Segmentation labeling entries:

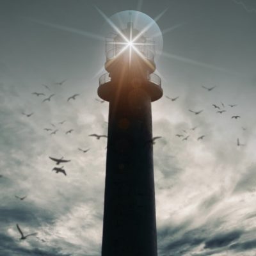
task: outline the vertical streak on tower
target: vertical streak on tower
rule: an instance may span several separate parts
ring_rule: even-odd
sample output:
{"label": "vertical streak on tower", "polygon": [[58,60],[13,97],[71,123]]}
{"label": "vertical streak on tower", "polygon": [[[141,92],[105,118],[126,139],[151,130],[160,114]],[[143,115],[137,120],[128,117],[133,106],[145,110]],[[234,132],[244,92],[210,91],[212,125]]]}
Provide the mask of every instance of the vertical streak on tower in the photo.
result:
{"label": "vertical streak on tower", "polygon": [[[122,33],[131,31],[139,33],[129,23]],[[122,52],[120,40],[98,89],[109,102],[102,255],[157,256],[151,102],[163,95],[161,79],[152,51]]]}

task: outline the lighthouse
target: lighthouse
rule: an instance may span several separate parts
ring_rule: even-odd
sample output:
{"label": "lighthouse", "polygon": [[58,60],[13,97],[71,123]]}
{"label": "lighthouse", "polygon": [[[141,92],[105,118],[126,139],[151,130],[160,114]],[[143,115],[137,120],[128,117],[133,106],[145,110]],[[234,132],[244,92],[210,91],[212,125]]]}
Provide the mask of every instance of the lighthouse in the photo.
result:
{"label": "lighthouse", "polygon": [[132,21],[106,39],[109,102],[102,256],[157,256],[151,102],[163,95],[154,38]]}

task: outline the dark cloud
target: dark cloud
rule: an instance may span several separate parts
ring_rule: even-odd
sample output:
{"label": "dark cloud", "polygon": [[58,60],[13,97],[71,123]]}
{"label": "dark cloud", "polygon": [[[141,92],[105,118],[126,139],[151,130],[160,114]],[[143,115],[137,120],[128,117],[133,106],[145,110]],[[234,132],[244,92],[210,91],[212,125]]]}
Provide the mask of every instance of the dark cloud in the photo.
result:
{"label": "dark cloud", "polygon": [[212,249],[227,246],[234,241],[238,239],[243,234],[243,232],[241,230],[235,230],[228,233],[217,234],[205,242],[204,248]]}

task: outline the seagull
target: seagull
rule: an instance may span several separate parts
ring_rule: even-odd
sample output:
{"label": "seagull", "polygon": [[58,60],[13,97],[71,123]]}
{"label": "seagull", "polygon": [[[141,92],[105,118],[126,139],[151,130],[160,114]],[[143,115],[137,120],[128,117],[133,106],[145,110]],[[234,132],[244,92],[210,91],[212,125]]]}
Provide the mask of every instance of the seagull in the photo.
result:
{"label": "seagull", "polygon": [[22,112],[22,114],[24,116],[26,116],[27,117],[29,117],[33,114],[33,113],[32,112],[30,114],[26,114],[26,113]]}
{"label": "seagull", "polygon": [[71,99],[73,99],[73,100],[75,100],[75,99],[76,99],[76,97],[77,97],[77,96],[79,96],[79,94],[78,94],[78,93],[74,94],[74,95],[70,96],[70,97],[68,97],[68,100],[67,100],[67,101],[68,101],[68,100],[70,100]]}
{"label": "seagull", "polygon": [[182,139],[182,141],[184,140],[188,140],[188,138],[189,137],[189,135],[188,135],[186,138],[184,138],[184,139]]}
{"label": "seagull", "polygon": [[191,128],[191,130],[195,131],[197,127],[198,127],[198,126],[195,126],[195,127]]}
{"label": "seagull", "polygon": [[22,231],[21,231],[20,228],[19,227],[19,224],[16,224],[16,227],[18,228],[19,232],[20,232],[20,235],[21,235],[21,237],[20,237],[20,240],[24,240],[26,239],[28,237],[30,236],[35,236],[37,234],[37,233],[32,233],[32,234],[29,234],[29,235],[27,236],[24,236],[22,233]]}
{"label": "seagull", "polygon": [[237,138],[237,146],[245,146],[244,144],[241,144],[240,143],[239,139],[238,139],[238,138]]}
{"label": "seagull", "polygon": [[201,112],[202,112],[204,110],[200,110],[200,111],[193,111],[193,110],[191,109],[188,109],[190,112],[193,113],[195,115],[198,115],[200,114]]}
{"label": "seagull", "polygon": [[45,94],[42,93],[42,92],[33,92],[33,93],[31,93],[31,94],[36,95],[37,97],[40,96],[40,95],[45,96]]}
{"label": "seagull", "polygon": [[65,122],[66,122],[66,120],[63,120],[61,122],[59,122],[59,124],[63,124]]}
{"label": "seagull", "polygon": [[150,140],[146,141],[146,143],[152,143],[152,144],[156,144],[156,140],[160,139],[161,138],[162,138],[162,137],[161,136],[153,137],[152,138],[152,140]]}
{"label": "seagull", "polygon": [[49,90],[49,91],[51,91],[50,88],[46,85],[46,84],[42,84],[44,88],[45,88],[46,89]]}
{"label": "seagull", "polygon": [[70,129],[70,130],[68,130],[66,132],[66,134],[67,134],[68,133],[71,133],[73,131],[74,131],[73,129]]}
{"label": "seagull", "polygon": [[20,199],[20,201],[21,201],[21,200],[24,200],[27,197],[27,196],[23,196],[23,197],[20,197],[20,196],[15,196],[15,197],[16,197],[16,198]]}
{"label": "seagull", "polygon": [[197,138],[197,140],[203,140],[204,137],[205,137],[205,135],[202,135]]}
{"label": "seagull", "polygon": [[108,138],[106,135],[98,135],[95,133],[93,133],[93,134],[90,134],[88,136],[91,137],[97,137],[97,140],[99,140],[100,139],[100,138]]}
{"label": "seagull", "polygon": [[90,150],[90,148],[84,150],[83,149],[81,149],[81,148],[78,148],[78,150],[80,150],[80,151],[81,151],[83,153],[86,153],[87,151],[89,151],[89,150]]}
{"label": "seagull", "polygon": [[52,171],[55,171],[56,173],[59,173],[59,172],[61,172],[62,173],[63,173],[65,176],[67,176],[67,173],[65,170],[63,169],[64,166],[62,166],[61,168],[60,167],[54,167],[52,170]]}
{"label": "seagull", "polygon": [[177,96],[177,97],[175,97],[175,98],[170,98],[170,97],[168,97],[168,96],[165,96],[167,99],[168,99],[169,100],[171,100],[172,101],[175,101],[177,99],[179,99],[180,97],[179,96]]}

> [What to do] Which lines above contain the string "task"? Extract each one.

> [Full response]
task: outline the vertical streak on tower
task: outline the lighthouse
task: outline the dark cloud
task: outline the seagull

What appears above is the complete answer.